-- Start --
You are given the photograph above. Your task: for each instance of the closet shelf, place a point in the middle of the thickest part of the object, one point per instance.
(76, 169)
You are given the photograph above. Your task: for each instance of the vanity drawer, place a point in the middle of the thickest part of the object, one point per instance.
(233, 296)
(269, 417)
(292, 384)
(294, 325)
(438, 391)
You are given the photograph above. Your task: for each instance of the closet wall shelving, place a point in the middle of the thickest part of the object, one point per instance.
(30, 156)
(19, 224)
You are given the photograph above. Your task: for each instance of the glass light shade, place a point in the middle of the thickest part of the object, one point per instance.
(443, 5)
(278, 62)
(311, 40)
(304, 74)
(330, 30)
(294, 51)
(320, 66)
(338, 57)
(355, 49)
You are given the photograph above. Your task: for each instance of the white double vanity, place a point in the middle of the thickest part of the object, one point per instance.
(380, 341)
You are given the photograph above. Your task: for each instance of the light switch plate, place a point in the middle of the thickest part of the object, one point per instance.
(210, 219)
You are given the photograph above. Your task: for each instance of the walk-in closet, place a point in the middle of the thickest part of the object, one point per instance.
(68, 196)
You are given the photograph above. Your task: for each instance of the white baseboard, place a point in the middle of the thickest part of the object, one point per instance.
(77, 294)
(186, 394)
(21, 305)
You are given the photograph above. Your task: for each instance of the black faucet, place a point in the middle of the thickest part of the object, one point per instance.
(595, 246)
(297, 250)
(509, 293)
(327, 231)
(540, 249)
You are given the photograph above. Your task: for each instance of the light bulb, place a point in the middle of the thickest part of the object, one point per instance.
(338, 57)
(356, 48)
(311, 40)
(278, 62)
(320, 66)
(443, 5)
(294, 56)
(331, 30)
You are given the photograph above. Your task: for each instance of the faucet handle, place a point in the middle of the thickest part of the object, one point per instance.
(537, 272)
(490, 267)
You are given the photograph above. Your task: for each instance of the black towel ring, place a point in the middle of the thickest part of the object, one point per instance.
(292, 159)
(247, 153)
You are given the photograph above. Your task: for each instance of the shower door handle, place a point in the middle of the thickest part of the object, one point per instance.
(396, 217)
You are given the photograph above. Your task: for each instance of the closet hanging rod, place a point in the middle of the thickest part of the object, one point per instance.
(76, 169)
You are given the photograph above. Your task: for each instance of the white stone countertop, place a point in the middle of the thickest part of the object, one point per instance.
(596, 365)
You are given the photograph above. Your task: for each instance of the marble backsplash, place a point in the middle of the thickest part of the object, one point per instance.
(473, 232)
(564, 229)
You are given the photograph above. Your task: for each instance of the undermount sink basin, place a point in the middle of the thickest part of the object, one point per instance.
-- End --
## [Job]
Copy out exactly the lines running from the line with "white baseboard, place" to the end of the records, inclusive.

## [Solution for this exercise]
You are given the photograph above. Your task: for each instance of the white baseboard, place a point in the middle of the thickest part of the object, one point per instance.
(77, 294)
(186, 394)
(21, 305)
You are given the photograph above. Your task: for each instance of the black faucet, place a point in the middle of the thickest part of the object, one point per instance.
(595, 246)
(297, 250)
(509, 293)
(327, 231)
(540, 249)
You are given the photograph above. Your task: for each instance of the light bulb, place a point in the middle of the thickest part of the object, one point per instance.
(338, 57)
(356, 48)
(311, 40)
(278, 62)
(320, 66)
(443, 5)
(294, 56)
(331, 30)
You are given the photograph above. Your task: for each instance of the faucet handle, place a point in the middle of the thickest part of the object, one point per instance.
(537, 272)
(490, 267)
You are given the photograph above. Your task: for each instance of the black towel ring, place a point in the middle of the thickest part of the object, one point per instance.
(292, 159)
(247, 153)
You are given the photograph above. Your task: for each instance of the shower door handle, place a point in the middle of the thickest part of the object, one point per instance.
(396, 217)
You are given the photograph above. Your task: for each instance of the closet hanging rod, place a point in the middle of the thickest part of the object, one point per instance.
(76, 169)
You are given the photograph above. Your task: for each instance of the white stone countertop, place a point in the middle of the thickest part of the object, one point per instance.
(596, 365)
You are given the photograph above. Your task: for each instance of the marble backsplash, place a point in the middle of the thickest part of the object, one point per instance.
(473, 232)
(564, 229)
You are given the photograph above. Your task: for each instance of the undermount sink basin, place a point in the middle of the thickest part of the object, one point per instance.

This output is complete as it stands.